## Exercise aim
Give back exactly the first lines of the entries below, through the line with "Query: grass patch".

Stored records

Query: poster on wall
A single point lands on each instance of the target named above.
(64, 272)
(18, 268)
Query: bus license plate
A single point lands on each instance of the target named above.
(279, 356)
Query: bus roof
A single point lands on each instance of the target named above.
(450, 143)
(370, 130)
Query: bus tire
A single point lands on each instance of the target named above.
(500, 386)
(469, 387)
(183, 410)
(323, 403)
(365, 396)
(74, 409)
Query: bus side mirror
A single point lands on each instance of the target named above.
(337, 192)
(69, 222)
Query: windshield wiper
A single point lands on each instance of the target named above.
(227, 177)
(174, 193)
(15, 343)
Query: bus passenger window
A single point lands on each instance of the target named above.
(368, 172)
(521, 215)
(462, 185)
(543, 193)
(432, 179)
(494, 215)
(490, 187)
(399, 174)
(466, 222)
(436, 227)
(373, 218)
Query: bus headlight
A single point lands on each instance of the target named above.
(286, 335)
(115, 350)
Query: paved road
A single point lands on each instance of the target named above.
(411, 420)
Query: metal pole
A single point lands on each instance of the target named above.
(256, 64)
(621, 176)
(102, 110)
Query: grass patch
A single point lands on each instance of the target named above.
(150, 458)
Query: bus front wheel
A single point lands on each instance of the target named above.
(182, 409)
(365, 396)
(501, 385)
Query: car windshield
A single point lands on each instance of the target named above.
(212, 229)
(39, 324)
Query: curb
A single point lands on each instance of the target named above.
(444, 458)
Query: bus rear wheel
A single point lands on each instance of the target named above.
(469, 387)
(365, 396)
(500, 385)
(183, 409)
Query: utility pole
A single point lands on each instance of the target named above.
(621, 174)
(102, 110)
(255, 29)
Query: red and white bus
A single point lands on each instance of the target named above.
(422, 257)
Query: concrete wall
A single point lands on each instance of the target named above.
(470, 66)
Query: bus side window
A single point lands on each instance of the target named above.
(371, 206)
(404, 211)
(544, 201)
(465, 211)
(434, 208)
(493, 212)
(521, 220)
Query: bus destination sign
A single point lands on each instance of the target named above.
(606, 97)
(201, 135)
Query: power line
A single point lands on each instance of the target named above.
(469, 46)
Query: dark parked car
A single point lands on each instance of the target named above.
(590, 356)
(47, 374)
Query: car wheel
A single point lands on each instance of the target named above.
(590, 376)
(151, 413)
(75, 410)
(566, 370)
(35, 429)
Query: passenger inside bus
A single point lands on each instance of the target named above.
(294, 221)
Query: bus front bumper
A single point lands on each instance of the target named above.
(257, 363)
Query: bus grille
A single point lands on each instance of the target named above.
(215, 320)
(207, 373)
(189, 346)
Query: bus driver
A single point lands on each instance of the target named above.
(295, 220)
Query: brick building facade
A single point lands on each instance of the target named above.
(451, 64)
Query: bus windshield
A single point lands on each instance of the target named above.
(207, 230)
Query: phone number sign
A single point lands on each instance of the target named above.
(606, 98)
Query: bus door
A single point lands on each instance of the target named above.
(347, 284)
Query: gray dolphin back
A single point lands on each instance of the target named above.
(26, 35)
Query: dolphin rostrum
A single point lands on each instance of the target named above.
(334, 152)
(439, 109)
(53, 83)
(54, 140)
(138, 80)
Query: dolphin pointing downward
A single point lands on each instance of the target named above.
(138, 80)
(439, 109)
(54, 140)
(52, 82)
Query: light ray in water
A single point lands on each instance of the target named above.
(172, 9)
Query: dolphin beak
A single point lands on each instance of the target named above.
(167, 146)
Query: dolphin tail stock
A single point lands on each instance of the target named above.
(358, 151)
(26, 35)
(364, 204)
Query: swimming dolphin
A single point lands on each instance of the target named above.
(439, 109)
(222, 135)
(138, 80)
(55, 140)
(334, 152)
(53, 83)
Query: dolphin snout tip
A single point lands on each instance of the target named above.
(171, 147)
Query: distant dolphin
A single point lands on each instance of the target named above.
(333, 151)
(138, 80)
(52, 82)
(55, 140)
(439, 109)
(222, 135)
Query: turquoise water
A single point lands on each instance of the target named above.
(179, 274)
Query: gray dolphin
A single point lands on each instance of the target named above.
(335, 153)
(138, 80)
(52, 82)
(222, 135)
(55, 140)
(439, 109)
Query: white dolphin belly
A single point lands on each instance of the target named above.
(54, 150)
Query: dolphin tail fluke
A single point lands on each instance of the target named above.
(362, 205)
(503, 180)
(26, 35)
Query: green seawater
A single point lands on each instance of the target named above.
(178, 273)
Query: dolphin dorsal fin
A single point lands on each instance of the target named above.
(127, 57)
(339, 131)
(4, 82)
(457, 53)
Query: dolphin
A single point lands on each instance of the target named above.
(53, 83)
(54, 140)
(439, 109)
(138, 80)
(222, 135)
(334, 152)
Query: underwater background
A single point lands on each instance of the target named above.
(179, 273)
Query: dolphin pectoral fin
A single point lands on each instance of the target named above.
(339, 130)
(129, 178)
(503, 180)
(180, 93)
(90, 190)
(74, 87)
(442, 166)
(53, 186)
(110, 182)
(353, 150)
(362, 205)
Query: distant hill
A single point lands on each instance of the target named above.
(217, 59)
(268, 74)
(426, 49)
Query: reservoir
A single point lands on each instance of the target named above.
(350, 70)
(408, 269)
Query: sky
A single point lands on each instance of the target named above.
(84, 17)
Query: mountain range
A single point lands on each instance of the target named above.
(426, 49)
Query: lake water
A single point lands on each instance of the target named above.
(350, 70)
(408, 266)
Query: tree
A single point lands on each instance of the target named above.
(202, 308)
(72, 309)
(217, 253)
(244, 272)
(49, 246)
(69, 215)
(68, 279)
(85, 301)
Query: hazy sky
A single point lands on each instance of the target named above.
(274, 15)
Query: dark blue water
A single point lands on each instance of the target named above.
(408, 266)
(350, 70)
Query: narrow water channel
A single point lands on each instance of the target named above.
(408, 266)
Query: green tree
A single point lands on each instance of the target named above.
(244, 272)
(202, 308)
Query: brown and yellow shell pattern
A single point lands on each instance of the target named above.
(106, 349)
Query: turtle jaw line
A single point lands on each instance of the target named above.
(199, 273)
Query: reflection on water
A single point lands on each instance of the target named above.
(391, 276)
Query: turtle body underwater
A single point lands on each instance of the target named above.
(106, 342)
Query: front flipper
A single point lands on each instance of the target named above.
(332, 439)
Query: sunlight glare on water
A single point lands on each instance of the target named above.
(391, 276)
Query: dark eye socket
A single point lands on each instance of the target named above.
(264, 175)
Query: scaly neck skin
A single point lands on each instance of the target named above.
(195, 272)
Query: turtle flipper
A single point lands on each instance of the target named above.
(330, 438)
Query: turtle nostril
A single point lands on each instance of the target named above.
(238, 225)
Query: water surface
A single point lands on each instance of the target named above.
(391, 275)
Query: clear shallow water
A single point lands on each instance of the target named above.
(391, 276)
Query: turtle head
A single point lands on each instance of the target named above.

## Answer space
Query: poster on wall
A single point lands on each instance of the target named above.
(64, 272)
(18, 268)
Query: bus license plate
A single point lands on each instance of the target named above.
(279, 356)
Query: bus roof
A single point lands on each instance of the target named above.
(450, 143)
(370, 130)
Query: bus tire
A single point lands on each instance of the target named above.
(500, 386)
(469, 387)
(183, 410)
(323, 403)
(365, 396)
(74, 409)
Query: bus side mirror
A single point lands on each instance of the target named above.
(337, 192)
(69, 222)
Query: windshield wiper
A single point lands on each instance of the target named above.
(227, 177)
(174, 193)
(15, 343)
Query: bus passenger window
A single point lands on each instance of the target named above.
(368, 172)
(521, 215)
(462, 185)
(543, 193)
(432, 179)
(494, 215)
(490, 187)
(399, 174)
(466, 222)
(436, 227)
(373, 218)
Query: bus headlight
A single point lands on each instance of the target named above.
(286, 335)
(115, 350)
Query: paved road
A single point lands on each instance of the target named above.
(411, 420)
Query: metal pole
A single point lands on each instance of the target named above.
(256, 64)
(621, 176)
(102, 110)
Query: grass patch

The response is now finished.